• PASSAGE FOR REVIEW:
U.K. Mortgage Approvals Reach 13-Year High as Tax Cut Fuels Boom

U.K. mortgage approvals hit a 13-year high in August as the housing market extended its tax-cut fueled mini boom.

Lenders signed 84,715 home-loan agreements, the most since October 2007, the Bank of England said Tuesday. Demand for unsecured credit slowed following a strong July.

The 28% surge in approvals over the month reflects homebuyers seeking to tie up deals after Chancellor of the Exchequer Rishi Sunak waived tax on the first 500,000 pounds ($642,000) of any property purchase as part of a package of stimulus measures announced in July. Prices also jumped, surveys show.

U.K. Mortgage Approvals Hit 13-Year High on Tax-Fueled Boom


Real-estate agents are warning, though, that the boom could prove short-lived, with unemployment expected to surge later this year as government wage subsidies are significantly scaled back.

• EXERCISE DATA:

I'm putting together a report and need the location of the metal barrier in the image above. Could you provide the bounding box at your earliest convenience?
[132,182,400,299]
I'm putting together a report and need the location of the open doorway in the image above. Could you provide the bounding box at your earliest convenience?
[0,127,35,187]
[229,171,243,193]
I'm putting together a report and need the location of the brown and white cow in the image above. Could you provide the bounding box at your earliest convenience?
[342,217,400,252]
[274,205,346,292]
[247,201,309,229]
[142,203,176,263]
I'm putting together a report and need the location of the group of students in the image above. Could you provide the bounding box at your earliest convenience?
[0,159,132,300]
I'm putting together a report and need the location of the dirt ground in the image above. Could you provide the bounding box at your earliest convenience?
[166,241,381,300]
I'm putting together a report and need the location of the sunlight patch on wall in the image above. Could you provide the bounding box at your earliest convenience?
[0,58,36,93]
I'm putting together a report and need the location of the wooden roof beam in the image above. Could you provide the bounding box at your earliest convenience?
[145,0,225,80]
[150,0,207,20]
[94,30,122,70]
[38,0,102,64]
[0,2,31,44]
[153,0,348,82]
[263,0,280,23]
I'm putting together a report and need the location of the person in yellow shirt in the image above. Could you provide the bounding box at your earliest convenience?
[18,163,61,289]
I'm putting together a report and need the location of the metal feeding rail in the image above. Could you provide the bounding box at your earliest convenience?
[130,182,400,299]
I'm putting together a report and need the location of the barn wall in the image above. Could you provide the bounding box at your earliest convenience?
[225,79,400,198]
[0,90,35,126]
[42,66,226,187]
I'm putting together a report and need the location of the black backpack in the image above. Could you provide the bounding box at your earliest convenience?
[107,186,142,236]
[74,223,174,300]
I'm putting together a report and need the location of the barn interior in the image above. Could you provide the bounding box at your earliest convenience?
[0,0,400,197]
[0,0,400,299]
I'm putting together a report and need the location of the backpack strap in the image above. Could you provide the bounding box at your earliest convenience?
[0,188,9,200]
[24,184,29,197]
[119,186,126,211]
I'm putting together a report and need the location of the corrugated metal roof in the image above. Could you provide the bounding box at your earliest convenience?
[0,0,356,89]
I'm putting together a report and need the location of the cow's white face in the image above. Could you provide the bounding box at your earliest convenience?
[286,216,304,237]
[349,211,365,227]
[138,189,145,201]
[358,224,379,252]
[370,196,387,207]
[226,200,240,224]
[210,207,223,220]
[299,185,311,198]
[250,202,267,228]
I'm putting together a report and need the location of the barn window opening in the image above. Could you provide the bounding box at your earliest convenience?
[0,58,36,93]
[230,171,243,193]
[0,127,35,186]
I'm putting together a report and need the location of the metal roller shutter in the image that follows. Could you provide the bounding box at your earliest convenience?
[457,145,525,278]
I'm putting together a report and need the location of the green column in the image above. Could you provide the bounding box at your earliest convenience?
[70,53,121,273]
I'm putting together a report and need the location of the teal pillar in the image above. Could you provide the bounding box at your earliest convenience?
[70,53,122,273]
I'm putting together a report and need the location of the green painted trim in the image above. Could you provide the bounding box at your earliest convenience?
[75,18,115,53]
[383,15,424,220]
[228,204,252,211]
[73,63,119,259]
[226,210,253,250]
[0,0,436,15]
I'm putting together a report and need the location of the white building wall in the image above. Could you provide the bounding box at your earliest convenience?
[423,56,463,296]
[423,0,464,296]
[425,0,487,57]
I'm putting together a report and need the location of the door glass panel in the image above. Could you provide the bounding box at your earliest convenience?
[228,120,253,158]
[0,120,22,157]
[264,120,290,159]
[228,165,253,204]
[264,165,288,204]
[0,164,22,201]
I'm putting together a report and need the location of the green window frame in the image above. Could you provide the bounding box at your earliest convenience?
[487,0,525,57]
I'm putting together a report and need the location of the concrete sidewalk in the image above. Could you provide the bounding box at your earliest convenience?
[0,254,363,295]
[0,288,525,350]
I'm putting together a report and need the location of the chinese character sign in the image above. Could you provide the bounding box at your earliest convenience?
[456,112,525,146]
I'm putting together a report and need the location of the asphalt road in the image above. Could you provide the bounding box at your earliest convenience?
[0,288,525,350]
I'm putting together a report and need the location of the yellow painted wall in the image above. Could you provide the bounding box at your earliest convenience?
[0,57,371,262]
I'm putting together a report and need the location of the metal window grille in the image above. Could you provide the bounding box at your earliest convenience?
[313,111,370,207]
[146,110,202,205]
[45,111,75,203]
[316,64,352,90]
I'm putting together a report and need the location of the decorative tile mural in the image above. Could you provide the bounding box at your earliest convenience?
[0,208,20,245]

• EXERCISE REQUIREMENTS:
A - Shorten the paragraph of the mortgage article that begins "The 28% surge in approvals," keeping its main facts.
B - Write the next part of the mortgage article, starting after its last sentence.
The listing plays no part in what comes next.

• ANSWERS FOR EACH ITEM:
A - Approvals rose 28% over the month as homebuyers rushed to lock in deals after Chancellor of the Exchequer Rishi Sunak, in a July stimulus package, waived tax on the first 500,000 pounds ($642,000) of any property purchase. Surveys show prices also jumped.

B -
Average house prices will fall by nearly 14% next year, according to the Centre for Economics and Business Research.

Consumer credit rose 300 million pounds in August, well down on the 1.1 billion pounds borrowed in July after Britons freed from many restrictions went on a spending spree. Borrowing fell 3.9% from a year earlier, the most since records began in 1994, reflecting significant repayments of debt during the early part of the lockdown.

Borrowing cost on overdrafts and personal loans rose during the month, despite the BOE keep the benchmark interest rate at a record low, the figures show.

Small and medium-sized enterprises took out an extra 2.2 billion pounds of debt in August, taking advantage of government-guaranteed loan programs designed to help struggling companies weather the coronavirus crisis. It took the annual growth rate to 21.8%, the highest on record. Larger non-financial firms also resumed borrowing after months of repayments.

©2020 Bloomberg L.P.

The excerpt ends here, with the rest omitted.